**GOAL**. Reproduce the records from their first line up to and including the line containing "277, 329, 365, 373", with each line unchanged.

--

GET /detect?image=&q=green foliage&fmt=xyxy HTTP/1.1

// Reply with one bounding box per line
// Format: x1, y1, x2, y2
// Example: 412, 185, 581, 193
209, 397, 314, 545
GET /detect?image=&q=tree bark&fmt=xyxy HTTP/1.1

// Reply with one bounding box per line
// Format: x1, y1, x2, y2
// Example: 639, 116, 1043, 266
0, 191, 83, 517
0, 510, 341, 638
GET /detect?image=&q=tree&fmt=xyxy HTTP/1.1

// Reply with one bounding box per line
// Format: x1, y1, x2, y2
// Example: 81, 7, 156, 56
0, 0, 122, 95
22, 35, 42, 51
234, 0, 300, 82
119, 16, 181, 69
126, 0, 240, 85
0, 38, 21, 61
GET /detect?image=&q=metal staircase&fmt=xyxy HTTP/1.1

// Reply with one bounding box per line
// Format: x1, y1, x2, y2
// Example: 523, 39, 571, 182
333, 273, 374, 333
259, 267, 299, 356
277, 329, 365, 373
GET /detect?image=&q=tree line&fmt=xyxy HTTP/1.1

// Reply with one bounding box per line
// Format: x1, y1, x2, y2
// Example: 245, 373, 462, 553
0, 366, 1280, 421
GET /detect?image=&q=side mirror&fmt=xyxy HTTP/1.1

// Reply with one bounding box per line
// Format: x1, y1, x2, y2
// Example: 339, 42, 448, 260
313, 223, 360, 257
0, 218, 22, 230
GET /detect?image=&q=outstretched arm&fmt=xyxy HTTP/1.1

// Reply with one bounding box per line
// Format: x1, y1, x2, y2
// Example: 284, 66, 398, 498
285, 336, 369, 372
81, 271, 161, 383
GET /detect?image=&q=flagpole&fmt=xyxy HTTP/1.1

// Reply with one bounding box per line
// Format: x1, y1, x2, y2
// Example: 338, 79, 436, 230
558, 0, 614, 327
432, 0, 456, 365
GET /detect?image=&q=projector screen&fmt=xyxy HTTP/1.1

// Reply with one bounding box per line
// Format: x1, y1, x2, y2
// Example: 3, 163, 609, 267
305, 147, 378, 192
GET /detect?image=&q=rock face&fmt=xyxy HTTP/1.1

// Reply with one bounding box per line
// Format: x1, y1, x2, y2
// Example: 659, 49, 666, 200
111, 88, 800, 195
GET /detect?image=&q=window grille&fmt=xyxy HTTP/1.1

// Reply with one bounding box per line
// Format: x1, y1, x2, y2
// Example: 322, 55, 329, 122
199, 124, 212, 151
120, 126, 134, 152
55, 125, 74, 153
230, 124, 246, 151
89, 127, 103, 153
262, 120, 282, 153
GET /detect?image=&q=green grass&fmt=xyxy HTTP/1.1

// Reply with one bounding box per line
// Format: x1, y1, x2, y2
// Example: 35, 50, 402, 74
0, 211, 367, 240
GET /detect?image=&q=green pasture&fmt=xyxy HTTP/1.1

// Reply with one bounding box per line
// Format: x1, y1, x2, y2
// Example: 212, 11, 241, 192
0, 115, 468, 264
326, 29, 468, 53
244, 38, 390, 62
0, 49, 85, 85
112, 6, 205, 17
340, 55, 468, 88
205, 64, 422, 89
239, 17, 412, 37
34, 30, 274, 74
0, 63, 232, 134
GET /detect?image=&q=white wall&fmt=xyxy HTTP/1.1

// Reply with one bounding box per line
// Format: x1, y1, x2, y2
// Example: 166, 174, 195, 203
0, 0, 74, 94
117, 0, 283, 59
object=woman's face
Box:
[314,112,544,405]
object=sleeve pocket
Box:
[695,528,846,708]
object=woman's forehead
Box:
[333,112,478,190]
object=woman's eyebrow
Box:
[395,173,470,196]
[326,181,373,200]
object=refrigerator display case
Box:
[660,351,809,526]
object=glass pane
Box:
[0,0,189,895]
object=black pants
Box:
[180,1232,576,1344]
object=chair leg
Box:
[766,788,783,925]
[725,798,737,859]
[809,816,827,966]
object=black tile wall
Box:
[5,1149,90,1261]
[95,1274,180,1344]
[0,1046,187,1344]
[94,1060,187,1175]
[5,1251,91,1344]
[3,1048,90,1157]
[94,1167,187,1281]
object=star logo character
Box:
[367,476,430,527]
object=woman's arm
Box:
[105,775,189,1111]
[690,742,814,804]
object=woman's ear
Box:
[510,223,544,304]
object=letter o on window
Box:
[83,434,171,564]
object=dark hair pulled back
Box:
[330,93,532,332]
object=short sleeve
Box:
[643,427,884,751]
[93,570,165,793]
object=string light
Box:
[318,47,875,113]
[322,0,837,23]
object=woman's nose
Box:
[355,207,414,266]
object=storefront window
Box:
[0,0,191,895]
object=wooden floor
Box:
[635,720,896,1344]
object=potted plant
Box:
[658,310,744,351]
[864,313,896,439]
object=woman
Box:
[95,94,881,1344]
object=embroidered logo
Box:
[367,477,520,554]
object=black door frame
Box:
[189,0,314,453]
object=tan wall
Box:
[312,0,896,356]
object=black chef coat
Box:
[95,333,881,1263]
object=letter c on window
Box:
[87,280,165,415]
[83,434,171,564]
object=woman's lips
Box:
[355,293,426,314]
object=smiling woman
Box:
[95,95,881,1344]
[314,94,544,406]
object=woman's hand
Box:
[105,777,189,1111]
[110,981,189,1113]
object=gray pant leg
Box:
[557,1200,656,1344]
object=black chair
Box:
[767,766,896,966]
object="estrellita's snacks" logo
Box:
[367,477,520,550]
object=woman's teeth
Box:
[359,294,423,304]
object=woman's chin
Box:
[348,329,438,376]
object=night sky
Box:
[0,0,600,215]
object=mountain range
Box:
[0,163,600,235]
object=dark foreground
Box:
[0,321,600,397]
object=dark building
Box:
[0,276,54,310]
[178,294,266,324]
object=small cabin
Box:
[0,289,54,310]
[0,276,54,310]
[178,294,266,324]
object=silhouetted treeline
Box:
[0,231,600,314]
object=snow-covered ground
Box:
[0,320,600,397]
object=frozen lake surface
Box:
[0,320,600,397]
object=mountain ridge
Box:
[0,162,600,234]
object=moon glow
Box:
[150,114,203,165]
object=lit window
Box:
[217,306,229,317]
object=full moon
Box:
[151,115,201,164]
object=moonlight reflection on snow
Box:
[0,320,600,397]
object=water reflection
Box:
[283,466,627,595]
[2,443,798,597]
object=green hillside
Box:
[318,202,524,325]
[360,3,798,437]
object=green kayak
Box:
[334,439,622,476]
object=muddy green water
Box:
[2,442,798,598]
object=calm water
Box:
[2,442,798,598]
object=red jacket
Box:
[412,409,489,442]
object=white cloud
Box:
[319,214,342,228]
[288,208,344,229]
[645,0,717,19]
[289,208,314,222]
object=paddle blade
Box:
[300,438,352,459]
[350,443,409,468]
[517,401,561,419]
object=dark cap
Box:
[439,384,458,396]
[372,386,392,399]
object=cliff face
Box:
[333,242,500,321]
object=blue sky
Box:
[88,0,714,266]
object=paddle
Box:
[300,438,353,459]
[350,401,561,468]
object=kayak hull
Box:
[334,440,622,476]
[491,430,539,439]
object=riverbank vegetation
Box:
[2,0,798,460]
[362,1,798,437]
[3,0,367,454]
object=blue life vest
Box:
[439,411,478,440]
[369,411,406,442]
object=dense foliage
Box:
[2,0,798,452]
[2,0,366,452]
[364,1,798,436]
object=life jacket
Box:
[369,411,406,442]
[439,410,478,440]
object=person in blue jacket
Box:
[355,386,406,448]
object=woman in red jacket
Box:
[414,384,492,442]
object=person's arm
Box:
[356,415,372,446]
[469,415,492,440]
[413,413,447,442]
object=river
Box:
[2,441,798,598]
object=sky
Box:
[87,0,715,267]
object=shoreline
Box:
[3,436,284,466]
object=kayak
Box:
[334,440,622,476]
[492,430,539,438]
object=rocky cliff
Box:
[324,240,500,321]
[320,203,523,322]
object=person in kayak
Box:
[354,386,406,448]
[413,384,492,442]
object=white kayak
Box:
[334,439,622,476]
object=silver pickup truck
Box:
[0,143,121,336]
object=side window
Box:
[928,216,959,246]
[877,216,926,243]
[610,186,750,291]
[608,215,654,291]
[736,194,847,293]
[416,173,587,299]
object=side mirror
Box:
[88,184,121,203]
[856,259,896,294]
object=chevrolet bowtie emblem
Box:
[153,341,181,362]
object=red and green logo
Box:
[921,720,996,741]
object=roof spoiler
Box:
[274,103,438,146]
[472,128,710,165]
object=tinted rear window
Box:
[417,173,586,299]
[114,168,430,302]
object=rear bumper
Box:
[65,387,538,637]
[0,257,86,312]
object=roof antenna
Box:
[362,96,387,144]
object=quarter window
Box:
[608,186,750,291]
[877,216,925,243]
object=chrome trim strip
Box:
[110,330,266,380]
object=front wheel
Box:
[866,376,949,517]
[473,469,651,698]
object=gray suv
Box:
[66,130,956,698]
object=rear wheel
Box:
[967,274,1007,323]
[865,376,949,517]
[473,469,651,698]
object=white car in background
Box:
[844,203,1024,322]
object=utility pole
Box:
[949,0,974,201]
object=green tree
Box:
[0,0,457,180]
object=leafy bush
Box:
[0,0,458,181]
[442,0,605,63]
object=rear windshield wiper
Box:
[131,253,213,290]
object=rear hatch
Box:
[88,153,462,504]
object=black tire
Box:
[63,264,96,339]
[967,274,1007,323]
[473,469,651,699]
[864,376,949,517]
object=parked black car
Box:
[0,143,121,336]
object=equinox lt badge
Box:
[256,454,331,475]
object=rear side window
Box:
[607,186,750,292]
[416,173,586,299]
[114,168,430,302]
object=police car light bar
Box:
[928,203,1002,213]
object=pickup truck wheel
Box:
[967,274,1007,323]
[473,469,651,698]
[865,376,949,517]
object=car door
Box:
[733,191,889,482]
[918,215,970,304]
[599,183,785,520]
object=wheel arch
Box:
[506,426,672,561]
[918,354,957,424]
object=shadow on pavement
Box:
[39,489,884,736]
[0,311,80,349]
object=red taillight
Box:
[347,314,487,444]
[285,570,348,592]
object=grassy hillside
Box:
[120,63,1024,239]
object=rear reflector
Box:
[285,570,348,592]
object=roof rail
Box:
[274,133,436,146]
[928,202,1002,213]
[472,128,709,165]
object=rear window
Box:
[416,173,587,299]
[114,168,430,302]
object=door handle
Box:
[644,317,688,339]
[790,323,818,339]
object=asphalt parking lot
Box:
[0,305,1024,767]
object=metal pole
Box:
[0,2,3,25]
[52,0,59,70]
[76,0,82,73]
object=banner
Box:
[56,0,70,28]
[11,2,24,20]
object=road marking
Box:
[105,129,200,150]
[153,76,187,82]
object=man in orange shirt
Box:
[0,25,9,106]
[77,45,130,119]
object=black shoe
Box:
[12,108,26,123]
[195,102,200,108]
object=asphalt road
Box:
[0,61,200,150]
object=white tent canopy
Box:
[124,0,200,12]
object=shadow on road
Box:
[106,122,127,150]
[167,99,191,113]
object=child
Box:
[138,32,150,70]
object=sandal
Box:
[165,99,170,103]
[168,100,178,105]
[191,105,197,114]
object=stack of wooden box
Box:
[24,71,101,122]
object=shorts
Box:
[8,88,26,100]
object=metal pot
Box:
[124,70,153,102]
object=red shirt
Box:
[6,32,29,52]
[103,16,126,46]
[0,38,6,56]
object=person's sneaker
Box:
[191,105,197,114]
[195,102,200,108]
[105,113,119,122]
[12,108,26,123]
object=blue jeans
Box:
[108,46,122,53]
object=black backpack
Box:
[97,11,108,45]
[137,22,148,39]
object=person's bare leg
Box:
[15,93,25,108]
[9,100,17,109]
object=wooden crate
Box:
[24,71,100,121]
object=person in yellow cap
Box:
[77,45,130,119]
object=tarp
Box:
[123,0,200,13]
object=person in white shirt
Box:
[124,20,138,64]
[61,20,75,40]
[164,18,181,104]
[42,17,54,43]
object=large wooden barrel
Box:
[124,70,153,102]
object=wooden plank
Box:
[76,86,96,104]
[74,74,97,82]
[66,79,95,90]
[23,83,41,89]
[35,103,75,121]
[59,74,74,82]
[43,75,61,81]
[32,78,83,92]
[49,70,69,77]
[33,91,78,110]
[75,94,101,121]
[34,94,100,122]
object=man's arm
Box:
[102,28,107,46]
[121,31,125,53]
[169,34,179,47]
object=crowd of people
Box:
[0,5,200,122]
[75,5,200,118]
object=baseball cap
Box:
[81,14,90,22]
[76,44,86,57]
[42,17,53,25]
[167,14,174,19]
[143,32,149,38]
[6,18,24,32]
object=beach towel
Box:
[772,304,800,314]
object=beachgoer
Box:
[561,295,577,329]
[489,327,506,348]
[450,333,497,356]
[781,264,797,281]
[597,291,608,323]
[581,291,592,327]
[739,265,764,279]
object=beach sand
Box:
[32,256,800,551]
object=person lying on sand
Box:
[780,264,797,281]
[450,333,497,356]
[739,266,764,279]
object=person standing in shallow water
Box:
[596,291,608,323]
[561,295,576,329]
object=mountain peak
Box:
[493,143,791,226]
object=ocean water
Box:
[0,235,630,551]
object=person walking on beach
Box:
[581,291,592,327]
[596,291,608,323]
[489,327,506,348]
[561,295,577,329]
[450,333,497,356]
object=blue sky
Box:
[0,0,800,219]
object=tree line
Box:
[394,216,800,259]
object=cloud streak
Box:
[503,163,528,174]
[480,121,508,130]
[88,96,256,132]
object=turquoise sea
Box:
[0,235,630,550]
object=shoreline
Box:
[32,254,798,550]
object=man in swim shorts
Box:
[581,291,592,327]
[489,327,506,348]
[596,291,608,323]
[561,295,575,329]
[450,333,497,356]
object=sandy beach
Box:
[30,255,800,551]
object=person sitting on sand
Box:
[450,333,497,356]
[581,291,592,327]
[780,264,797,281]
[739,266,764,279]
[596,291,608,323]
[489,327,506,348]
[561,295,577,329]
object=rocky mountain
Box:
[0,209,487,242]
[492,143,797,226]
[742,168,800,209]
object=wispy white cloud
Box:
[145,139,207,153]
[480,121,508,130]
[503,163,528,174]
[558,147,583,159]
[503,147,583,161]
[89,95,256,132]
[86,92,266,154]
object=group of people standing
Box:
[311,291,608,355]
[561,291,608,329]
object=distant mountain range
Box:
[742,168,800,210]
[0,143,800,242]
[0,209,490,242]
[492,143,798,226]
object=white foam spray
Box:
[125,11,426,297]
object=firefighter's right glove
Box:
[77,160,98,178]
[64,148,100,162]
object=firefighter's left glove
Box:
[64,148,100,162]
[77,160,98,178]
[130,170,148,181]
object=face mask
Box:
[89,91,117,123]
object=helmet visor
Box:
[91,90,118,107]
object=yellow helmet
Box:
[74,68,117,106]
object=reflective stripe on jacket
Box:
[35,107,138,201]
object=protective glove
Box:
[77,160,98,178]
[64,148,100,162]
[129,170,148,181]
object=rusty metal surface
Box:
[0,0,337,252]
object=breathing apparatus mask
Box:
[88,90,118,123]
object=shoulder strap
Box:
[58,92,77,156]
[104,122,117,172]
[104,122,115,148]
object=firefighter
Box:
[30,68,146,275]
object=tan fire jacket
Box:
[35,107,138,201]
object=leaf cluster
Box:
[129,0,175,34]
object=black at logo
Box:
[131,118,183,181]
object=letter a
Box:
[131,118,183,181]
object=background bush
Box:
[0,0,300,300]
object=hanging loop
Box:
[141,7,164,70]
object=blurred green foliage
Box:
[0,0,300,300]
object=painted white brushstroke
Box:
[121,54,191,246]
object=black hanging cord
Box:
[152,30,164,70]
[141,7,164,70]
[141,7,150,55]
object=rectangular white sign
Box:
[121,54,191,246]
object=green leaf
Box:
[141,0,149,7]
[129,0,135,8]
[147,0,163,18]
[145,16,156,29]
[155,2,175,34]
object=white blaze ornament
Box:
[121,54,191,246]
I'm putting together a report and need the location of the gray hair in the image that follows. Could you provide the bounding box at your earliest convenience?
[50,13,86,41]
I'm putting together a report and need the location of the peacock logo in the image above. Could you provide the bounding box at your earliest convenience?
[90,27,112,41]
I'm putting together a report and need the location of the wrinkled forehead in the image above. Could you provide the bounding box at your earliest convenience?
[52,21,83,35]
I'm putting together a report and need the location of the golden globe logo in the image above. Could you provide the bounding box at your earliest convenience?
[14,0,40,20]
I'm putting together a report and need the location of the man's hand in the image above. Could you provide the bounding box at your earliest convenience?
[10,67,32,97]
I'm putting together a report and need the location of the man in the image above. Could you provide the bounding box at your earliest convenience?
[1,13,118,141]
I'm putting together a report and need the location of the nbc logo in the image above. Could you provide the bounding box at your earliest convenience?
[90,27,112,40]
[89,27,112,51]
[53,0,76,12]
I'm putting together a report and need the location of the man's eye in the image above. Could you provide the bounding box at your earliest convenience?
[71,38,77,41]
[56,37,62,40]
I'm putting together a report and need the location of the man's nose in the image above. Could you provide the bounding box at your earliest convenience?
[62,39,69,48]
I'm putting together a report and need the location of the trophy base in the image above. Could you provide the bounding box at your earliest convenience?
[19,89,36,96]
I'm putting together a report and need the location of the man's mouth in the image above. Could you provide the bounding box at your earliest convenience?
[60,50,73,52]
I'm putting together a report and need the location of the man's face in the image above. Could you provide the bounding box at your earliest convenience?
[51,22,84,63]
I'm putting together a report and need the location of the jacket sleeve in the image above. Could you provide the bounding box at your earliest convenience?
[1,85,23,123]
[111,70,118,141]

--

**WRITTEN RESPONSE**.
GET /detect?image=&q=green foliage&fmt=xyxy HTTP/1.1

// Reply with one bounding box per line
// Format: x1, y1, x2, y2
// Example: 412, 185, 581, 193
209, 397, 314, 545
GET /detect?image=&q=tree bark&fmt=xyxy HTTP/1.1

// Reply with one bounding box per line
// Format: x1, y1, x2, y2
// Example: 639, 116, 1043, 266
0, 191, 83, 517
0, 510, 341, 638
GET /detect?image=&q=tree&fmt=xyxy HTTP/1.1

// Reply with one bounding box per line
// Format: x1, y1, x2, y2
// Example: 81, 7, 156, 56
0, 0, 122, 95
22, 35, 42, 51
234, 0, 300, 82
119, 16, 181, 69
126, 0, 240, 85
0, 38, 21, 61
GET /detect?image=&q=metal staircase&fmt=xyxy HTTP/1.1

// Reply with one bounding box per line
// Format: x1, y1, x2, y2
// Example: 523, 39, 571, 182
333, 273, 374, 333
259, 267, 299, 356
277, 329, 365, 373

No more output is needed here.